• [EXERCISE OBJECTIVE]
Beginning at the line that includes "Query: dark weathered wood plank", return each line exactly through the end of the listing, and no line before it.

*** Opening RECORDED DATA ***

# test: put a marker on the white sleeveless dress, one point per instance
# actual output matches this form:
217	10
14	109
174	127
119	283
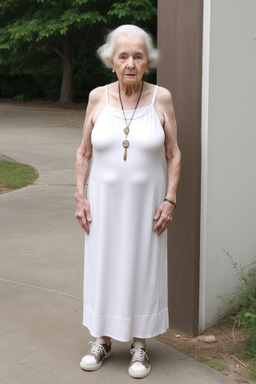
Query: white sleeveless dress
125	269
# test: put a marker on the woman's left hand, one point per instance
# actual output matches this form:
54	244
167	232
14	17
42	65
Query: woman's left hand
163	216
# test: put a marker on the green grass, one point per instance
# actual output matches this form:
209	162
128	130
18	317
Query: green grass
16	175
252	372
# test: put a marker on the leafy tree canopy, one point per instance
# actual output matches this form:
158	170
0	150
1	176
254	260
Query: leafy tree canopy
67	28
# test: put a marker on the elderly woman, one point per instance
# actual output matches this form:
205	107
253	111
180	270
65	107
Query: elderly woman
130	155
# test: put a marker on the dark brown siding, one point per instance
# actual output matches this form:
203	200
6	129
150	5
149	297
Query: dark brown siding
180	70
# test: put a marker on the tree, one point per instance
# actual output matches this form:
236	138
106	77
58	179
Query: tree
63	27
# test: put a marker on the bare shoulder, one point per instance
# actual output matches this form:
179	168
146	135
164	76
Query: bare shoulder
96	95
164	95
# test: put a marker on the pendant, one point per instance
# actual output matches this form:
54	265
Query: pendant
125	145
126	130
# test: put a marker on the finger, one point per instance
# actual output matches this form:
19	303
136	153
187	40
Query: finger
157	214
88	214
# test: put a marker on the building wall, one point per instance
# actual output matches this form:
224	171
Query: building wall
180	70
228	208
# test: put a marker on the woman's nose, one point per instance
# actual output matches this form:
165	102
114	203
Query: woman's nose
130	62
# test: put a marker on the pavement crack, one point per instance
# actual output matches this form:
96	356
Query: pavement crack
41	288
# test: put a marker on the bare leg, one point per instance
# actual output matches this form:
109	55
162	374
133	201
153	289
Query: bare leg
107	340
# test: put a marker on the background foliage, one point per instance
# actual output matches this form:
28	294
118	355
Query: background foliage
40	39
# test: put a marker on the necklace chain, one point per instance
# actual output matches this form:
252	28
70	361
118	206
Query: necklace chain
126	142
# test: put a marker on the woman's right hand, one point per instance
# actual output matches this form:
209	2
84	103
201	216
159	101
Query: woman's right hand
83	213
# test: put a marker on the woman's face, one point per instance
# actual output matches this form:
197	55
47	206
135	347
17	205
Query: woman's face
130	59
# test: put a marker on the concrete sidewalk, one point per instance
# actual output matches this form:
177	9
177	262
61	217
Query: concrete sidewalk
41	274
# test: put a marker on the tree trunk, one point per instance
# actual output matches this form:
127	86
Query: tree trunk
66	94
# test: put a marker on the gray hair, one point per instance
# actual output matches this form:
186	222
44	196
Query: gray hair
106	51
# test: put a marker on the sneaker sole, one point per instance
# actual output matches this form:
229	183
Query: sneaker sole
136	375
96	366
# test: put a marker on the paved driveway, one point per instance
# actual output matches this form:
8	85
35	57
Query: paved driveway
41	273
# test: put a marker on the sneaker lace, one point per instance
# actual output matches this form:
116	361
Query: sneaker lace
138	354
96	348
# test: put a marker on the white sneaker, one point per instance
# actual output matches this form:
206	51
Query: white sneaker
139	366
94	358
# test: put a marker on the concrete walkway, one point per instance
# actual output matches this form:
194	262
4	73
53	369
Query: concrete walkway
41	273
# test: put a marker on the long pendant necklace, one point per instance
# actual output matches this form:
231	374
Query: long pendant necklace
126	130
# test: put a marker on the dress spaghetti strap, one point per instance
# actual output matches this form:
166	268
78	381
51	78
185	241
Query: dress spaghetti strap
154	95
106	94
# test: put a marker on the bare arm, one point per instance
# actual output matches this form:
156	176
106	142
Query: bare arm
83	160
165	111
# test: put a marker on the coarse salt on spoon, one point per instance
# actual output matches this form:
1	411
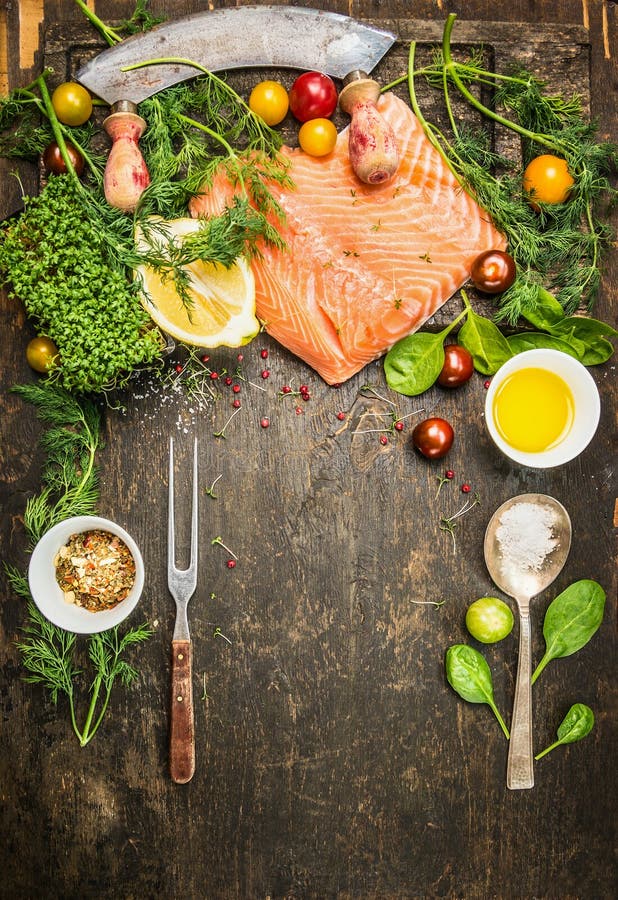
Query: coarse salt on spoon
527	542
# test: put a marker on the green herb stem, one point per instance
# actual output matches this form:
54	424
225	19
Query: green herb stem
452	69
112	37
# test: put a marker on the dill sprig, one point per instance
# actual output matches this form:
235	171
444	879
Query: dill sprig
558	246
69	476
48	655
70	488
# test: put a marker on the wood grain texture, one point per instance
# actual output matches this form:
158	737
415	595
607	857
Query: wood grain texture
182	726
333	759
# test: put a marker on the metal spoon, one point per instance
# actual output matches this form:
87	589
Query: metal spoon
527	542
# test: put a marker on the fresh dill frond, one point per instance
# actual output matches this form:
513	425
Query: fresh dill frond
48	655
69	476
140	20
559	246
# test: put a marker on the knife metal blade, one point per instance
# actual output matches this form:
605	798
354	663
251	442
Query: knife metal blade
242	37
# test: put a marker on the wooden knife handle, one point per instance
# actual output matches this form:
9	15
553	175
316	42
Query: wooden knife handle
182	729
126	176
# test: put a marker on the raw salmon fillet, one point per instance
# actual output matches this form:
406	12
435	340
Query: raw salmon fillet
364	265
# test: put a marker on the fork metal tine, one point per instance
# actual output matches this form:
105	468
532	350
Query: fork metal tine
182	582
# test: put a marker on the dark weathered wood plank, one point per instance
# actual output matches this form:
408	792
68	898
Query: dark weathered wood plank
332	759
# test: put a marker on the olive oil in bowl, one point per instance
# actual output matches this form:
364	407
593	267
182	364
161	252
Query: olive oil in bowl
542	408
533	409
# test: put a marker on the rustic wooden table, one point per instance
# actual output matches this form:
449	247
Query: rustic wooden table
333	760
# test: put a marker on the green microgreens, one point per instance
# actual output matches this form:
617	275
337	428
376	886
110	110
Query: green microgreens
450	523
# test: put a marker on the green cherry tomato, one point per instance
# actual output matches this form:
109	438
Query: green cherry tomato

*** Closing RECORDED DATA ***

• [RESULT FOR THIS TASK]
Query: dark weathered wood plank
332	759
# test: put a marker on the olive oil in bowl, one point per instance
# actual output matches this form:
364	407
593	267
182	364
161	252
Query: olive oil in bowl
542	408
533	409
# test: put a marker on the rustic wooden table, one point per instance
# actual output matches this form:
449	247
Query: rustic wooden table
333	760
# test: put a marker on the green microgreens, one point per instance
# actual output matches this form:
617	275
337	428
376	886
110	110
Query: green microgreens
450	523
# test: put a marker on the green cherry tomato, one point per instance
# actual output matches this form:
109	438
Query: green cherry tomato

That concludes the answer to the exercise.